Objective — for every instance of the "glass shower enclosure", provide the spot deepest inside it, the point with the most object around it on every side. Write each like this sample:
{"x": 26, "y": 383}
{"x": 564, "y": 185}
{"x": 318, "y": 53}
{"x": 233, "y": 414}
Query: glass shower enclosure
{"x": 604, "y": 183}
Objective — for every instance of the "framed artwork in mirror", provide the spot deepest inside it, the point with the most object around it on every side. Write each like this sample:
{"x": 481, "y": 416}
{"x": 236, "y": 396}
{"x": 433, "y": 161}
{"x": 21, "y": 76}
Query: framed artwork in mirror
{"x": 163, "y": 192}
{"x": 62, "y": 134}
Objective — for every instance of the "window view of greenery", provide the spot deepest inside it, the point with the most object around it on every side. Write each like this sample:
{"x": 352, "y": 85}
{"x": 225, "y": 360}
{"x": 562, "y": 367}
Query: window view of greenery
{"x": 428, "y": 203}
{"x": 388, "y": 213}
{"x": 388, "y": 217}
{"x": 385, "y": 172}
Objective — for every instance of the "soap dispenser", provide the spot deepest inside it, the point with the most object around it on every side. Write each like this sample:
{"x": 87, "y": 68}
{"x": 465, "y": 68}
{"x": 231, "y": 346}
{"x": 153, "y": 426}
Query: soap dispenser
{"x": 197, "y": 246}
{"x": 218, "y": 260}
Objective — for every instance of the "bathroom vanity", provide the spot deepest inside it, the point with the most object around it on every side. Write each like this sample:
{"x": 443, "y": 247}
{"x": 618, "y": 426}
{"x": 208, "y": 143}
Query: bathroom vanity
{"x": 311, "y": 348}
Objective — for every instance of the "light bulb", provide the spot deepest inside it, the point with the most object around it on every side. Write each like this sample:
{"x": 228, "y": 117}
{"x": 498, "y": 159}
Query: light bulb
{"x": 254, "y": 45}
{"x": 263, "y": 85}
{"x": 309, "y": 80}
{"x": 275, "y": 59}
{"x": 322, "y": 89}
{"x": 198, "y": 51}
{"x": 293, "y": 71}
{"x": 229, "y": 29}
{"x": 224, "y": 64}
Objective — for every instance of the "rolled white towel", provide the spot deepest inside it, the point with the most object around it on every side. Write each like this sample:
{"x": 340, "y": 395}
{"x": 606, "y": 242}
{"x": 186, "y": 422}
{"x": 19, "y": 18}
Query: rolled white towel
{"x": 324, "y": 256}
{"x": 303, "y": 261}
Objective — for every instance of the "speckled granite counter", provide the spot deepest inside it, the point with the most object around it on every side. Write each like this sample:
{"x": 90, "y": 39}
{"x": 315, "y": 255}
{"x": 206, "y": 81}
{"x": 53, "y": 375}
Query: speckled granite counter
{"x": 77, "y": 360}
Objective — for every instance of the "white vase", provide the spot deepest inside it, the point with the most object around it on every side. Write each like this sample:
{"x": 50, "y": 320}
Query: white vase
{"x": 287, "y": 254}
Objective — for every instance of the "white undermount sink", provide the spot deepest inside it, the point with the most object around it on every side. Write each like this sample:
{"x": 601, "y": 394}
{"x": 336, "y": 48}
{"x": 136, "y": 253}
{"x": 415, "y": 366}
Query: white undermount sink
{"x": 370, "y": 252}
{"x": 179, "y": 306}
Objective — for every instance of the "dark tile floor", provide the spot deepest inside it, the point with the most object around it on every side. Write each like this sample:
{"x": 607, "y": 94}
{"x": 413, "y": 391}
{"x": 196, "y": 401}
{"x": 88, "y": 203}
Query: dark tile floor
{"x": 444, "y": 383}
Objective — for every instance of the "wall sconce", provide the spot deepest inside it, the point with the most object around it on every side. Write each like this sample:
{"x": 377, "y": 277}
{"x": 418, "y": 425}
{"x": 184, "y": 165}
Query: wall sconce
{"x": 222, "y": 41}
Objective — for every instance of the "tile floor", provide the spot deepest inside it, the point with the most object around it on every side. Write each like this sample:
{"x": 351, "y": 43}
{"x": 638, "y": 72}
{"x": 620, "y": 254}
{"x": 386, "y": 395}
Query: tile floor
= = =
The problem:
For the material above, produce a word-for-word copy.

Answer to this exercise:
Objective — for every instance of the "glass shower enclosure", provide the spot deepest inside it, the point with the most object around it on every side. Write each like this sample:
{"x": 26, "y": 383}
{"x": 564, "y": 185}
{"x": 318, "y": 53}
{"x": 233, "y": 414}
Query: glass shower enclosure
{"x": 604, "y": 183}
Objective — for every instance of the "framed artwork in mirror", provide the spot deepest inside it, the point with the most object around it on every side. Write each like this sample:
{"x": 481, "y": 416}
{"x": 236, "y": 396}
{"x": 433, "y": 161}
{"x": 21, "y": 76}
Query: framed artwork in mirror
{"x": 163, "y": 192}
{"x": 62, "y": 134}
Objective — for every instance of the "window view of greenery", provide the spot deepest inside it, the point with the most object around it on every side. Write each like this sample:
{"x": 352, "y": 85}
{"x": 225, "y": 360}
{"x": 562, "y": 367}
Query: window view of greenery
{"x": 428, "y": 203}
{"x": 388, "y": 213}
{"x": 388, "y": 217}
{"x": 385, "y": 172}
Objective — for every instance of the "soap dispenser", provide the spot deepest inside it, the point with the most object around it on every side. Write each like this sample:
{"x": 87, "y": 68}
{"x": 465, "y": 68}
{"x": 231, "y": 346}
{"x": 153, "y": 426}
Query: soap dispenser
{"x": 197, "y": 246}
{"x": 218, "y": 260}
Objective — for every instance of the "bathroom vanity", provide the spot deepest inside it, the point with the most object around it on every side. Write each like this sample:
{"x": 443, "y": 247}
{"x": 618, "y": 426}
{"x": 208, "y": 143}
Query: bathroom vanity
{"x": 311, "y": 348}
Objective — for every instance of the "light bulb", provide the spot deepest inside it, the point with the most object around it on every side. Write each like this sample:
{"x": 228, "y": 117}
{"x": 498, "y": 159}
Query: light bulb
{"x": 254, "y": 45}
{"x": 263, "y": 85}
{"x": 309, "y": 80}
{"x": 275, "y": 59}
{"x": 322, "y": 89}
{"x": 198, "y": 51}
{"x": 293, "y": 71}
{"x": 229, "y": 29}
{"x": 224, "y": 64}
Objective — for every instance of the "rolled white towel", provide the spot deepest inside it, the point with the most object around it on every side. Write each like this sample:
{"x": 340, "y": 395}
{"x": 606, "y": 242}
{"x": 186, "y": 422}
{"x": 19, "y": 18}
Query: rolled white towel
{"x": 324, "y": 256}
{"x": 303, "y": 261}
Objective — for every instance of the "speckled granite counter", provide the spot deepest inside it, the point with the most object around it on every side. Write each like this sample:
{"x": 90, "y": 39}
{"x": 315, "y": 255}
{"x": 206, "y": 81}
{"x": 53, "y": 375}
Query: speckled granite counter
{"x": 77, "y": 360}
Objective — for every instance of the "white vase", provide the spot deepest inside it, the point with the most object around it on every side. Write each like this sample:
{"x": 50, "y": 320}
Query: white vase
{"x": 287, "y": 254}
Objective — for every instance of the "white undermount sink", provide the spot deepest inside it, the point with the most object around it on every side. Write each like this sample:
{"x": 601, "y": 394}
{"x": 336, "y": 48}
{"x": 136, "y": 253}
{"x": 415, "y": 366}
Query: white undermount sink
{"x": 370, "y": 252}
{"x": 179, "y": 306}
Objective — for every instance of the "dark tile floor", provide the spot deepest inside it, the point with the most object around it on every side. Write each like this sample:
{"x": 607, "y": 94}
{"x": 413, "y": 391}
{"x": 196, "y": 401}
{"x": 88, "y": 203}
Query: dark tile floor
{"x": 444, "y": 383}
Objective — for every instance of the "wall sconce", provide the spot deepest inside it, the point with the most object around it on every side. Write each like this sample:
{"x": 377, "y": 277}
{"x": 418, "y": 425}
{"x": 184, "y": 165}
Query: wall sconce
{"x": 222, "y": 41}
Objective — for every instance of the "tile floor", provide the spot deepest inside it, the point with the most object around it on every side. Write each like this sample:
{"x": 351, "y": 43}
{"x": 638, "y": 72}
{"x": 620, "y": 254}
{"x": 386, "y": 395}
Query: tile floor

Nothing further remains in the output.